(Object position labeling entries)
- - - - -

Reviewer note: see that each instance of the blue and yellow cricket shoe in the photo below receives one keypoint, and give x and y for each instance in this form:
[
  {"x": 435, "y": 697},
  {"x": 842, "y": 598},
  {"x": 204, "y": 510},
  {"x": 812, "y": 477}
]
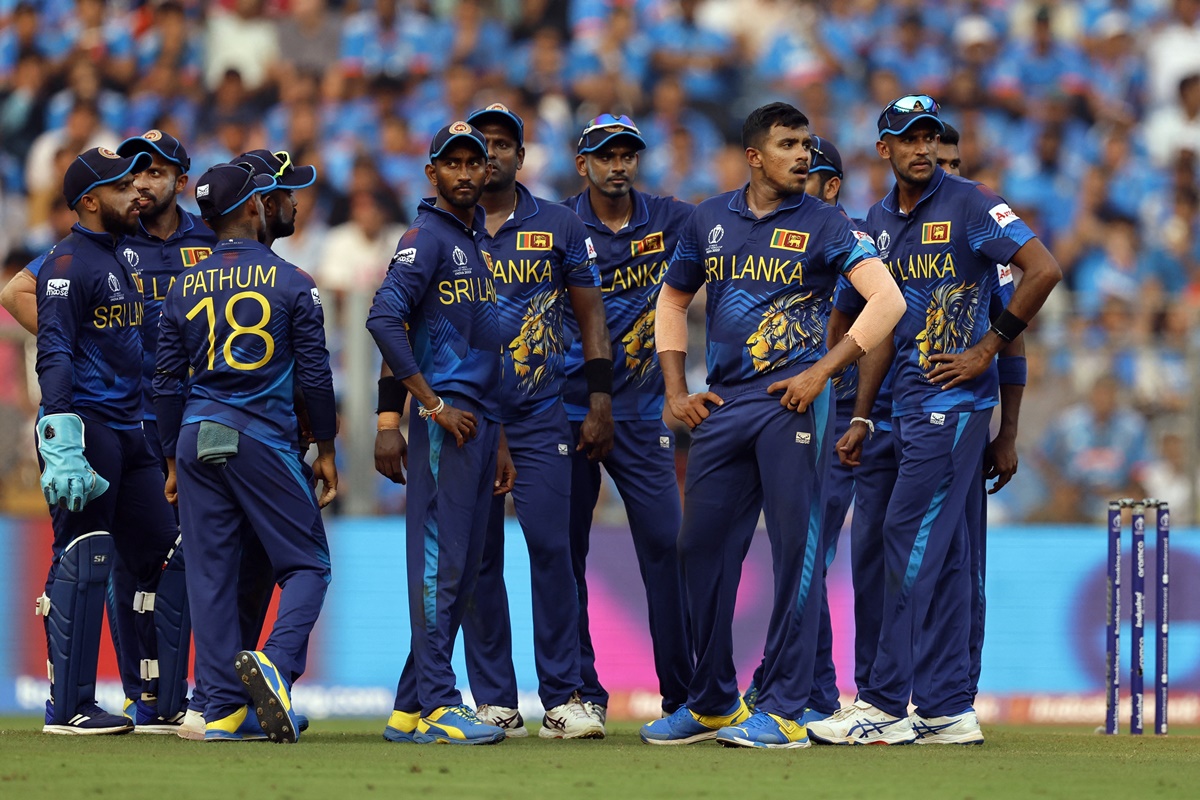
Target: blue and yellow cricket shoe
[
  {"x": 763, "y": 729},
  {"x": 685, "y": 727},
  {"x": 269, "y": 695},
  {"x": 456, "y": 725},
  {"x": 402, "y": 726},
  {"x": 240, "y": 726}
]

- - - - -

SHORT PROBLEM: Please print all of the material above line for line, with no changes, and leave the pictures out.

ANSWER TO THE EXERCISE:
Reviewer note: see that each instance of the blue and yellow cricket shoe in the photo below receives one keypoint, and give x and y for each instance in this form:
[
  {"x": 435, "y": 697},
  {"x": 842, "y": 598},
  {"x": 204, "y": 510},
  {"x": 812, "y": 477}
]
Target: blue and yellow cricket shoe
[
  {"x": 763, "y": 729},
  {"x": 685, "y": 727},
  {"x": 269, "y": 695},
  {"x": 456, "y": 725},
  {"x": 402, "y": 726},
  {"x": 240, "y": 726}
]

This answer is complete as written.